Start MATERIAL SUPPLIED

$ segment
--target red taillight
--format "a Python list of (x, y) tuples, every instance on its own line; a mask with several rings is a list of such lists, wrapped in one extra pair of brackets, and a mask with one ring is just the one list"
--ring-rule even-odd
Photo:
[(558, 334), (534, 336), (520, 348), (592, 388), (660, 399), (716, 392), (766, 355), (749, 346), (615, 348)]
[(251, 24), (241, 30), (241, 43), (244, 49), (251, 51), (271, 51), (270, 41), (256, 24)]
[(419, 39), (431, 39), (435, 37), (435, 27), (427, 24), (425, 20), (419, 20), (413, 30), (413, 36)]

End MATERIAL SUPPLIED

● **WHAT THIS TASK INVOLVES**: Format the lines above as a two-column CSV with the header command,output. Give one row per block: the command text in one quoted field and its output in the other, with each line break turned into a space.

● **WRITTEN RESPONSE**:
command,output
"$ segment --target red taillight --format ""a Python list of (x, y) tuples, every instance on its own line; a mask with several rings is a list of such lists, wrapped in one extra pair of brackets, and a mask with one ring is just the one list"" --ring-rule even-odd Photo:","[(558, 334), (534, 336), (520, 348), (592, 388), (660, 399), (716, 392), (766, 355), (749, 346), (615, 348)] [(251, 24), (241, 30), (241, 43), (244, 49), (251, 51), (271, 51), (270, 41), (256, 24)] [(419, 39), (431, 39), (435, 37), (435, 27), (427, 24), (425, 20), (419, 20), (413, 30), (413, 36)]"